BEGIN
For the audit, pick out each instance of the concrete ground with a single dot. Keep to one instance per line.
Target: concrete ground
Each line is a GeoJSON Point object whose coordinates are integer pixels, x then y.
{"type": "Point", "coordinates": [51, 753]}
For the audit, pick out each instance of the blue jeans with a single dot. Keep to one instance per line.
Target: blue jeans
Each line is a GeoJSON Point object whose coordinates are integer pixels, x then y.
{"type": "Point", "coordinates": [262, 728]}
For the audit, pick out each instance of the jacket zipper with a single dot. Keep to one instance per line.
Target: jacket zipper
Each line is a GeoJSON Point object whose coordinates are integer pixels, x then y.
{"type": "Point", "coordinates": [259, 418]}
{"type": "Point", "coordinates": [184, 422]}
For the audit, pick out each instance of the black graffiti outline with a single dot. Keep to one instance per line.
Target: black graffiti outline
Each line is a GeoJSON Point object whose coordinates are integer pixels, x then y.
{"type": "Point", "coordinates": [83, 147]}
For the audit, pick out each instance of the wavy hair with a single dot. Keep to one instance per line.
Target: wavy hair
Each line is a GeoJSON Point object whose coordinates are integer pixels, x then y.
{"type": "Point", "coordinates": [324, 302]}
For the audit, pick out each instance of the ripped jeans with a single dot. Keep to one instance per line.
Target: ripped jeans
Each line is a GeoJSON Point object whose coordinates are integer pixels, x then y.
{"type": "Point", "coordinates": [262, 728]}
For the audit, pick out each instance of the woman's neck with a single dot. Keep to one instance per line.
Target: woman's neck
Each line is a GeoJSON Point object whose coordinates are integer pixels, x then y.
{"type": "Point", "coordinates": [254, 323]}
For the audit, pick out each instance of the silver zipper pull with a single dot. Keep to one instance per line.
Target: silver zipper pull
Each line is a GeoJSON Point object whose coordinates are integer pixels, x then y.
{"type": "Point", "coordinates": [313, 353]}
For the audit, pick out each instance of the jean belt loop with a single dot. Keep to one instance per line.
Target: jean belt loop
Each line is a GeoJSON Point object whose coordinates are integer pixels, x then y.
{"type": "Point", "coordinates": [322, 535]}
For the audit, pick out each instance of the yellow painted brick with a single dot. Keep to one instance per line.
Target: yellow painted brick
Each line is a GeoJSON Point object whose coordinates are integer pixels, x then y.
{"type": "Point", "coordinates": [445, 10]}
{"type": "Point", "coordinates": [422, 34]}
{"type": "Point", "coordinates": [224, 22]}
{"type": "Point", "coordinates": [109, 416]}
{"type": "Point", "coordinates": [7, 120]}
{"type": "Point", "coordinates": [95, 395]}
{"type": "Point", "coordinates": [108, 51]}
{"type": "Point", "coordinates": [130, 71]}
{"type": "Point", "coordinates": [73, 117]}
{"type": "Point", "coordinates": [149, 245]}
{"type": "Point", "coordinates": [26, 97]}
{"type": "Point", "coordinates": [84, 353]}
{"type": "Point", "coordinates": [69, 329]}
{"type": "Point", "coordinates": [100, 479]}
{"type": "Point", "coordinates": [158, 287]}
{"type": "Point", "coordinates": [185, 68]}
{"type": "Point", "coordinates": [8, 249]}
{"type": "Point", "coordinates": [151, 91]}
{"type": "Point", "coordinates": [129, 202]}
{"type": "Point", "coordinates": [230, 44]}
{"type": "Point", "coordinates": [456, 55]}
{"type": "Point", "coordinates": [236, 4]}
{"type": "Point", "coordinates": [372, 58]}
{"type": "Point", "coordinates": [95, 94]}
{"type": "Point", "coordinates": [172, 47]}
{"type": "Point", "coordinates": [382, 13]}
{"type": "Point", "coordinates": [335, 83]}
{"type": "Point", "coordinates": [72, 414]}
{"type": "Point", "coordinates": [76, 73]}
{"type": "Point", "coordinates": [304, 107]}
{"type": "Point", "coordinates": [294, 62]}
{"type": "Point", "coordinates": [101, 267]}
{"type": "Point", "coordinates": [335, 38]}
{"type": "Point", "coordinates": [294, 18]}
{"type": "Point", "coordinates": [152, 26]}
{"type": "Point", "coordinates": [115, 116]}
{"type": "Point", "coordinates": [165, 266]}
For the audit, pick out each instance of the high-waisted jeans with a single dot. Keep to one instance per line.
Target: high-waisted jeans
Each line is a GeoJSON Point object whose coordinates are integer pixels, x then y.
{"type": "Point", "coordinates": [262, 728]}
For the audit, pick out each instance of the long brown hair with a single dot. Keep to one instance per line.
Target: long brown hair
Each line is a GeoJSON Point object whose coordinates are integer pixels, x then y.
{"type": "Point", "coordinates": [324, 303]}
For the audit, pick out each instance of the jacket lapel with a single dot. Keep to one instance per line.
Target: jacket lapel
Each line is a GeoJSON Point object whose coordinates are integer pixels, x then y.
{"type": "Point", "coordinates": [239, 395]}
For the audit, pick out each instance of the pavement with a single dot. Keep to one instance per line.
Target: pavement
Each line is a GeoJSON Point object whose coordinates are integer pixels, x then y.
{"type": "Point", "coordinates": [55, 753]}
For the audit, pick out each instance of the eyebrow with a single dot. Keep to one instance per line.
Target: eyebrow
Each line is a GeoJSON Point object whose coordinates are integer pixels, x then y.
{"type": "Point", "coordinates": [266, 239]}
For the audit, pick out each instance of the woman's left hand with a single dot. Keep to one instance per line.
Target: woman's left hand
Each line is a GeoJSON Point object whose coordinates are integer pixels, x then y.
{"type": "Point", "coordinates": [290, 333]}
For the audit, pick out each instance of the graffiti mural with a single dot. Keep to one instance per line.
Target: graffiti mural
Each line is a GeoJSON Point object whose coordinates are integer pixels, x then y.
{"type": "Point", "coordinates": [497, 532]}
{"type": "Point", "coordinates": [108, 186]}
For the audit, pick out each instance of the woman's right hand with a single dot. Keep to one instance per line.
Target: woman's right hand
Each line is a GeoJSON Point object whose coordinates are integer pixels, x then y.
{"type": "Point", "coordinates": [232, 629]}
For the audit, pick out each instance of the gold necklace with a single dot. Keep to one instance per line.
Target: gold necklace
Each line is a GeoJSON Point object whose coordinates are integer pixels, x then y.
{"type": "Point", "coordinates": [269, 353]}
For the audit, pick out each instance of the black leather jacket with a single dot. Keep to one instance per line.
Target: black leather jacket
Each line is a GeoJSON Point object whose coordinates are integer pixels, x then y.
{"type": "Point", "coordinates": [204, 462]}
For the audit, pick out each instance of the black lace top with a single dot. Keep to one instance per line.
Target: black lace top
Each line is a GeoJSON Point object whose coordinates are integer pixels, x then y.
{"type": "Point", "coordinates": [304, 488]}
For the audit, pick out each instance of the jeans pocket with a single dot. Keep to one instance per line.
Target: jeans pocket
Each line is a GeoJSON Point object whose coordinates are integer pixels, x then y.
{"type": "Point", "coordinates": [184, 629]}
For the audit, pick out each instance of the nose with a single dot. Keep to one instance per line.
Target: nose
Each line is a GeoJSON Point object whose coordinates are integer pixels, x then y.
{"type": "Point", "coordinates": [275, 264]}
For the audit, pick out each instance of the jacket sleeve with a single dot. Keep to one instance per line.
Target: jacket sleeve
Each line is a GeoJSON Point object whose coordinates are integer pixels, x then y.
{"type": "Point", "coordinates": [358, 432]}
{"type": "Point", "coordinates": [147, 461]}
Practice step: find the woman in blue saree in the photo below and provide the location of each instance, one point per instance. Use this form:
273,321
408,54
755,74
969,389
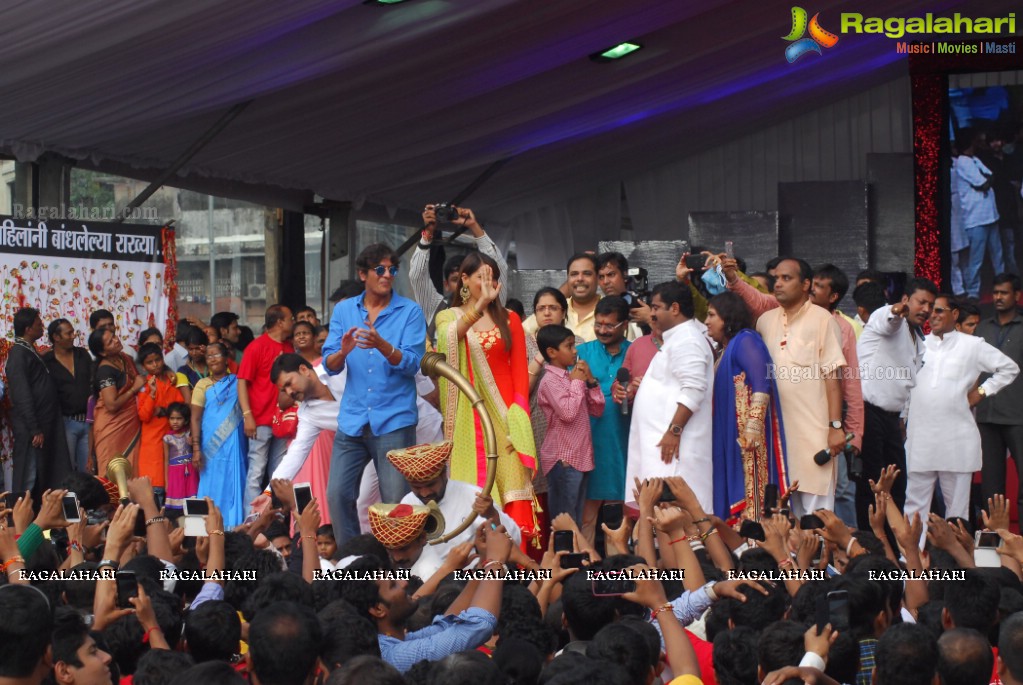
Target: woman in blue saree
749,439
219,443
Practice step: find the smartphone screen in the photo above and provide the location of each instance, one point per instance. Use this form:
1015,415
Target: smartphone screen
838,609
574,560
613,515
989,539
140,524
71,510
810,522
770,498
196,507
752,530
608,587
666,494
303,496
564,541
127,588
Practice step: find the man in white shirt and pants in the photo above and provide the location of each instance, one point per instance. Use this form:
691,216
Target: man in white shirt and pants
891,352
943,442
671,426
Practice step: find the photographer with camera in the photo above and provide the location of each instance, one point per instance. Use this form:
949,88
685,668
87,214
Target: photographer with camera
424,291
615,278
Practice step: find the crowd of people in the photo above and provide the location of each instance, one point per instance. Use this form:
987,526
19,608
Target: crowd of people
809,475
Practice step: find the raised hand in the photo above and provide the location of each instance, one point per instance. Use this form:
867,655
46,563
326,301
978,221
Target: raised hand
998,518
887,480
488,288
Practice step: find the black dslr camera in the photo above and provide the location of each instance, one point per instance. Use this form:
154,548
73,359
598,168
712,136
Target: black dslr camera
445,213
638,283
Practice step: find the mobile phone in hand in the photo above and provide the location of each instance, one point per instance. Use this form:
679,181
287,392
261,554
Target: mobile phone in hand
127,588
574,560
564,541
613,515
303,496
70,506
810,522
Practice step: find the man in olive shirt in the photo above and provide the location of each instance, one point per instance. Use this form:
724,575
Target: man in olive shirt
1001,417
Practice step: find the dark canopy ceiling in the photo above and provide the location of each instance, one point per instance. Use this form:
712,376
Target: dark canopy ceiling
407,103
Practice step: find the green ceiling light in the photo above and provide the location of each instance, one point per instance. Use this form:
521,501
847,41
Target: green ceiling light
616,52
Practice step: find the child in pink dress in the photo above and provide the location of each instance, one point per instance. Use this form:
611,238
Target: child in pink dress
182,475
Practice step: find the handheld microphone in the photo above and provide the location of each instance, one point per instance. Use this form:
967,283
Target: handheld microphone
623,377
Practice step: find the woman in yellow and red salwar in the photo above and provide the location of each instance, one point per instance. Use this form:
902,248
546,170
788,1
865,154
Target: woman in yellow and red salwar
487,345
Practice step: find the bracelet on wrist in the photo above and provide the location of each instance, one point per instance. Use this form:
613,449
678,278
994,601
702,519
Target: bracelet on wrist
667,606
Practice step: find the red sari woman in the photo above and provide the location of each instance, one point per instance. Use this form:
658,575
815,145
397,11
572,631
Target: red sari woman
116,426
487,345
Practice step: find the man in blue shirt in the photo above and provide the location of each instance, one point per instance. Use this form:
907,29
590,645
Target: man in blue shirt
611,430
379,339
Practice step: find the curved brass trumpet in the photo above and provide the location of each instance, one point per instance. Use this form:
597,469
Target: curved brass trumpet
119,470
435,521
434,365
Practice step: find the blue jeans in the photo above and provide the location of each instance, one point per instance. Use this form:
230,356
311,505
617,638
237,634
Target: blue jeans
77,434
265,453
566,491
845,493
348,460
982,238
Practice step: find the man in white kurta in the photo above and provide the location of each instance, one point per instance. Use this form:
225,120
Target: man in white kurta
942,439
671,428
456,500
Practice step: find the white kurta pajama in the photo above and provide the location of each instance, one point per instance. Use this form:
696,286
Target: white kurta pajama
682,372
455,505
942,440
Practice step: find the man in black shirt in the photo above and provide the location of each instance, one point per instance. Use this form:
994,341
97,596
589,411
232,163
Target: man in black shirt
41,458
71,369
1001,418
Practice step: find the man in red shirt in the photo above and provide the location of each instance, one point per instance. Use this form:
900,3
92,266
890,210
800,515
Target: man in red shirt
258,397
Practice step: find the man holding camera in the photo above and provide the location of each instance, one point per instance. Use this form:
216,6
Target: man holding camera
614,278
805,345
891,352
424,292
942,438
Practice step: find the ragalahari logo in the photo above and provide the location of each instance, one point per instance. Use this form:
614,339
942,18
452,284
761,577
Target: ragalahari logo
818,37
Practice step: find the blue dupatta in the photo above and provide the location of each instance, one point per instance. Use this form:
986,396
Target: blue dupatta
744,370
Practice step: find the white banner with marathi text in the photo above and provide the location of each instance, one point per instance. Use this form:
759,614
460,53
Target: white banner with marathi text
69,269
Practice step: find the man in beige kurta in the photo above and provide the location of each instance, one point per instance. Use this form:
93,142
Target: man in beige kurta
804,344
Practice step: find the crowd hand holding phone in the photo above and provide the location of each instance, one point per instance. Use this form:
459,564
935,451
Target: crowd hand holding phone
887,480
998,517
51,510
1012,545
649,592
142,606
775,536
309,520
619,537
809,545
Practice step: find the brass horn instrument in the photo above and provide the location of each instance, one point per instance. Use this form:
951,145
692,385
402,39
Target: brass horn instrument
435,521
119,470
435,365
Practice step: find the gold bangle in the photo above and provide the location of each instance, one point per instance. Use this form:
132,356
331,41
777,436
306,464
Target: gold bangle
667,606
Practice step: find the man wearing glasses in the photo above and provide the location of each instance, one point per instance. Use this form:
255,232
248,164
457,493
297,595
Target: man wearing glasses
611,430
380,338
END
> **Task requirements**
Copy out each line of the material above that holds the word "leather".

> **Solved problem**
For the audit, pick out each instance of the black leather jacket with a single dot. Keep to one instance per line.
Target: black leather jacket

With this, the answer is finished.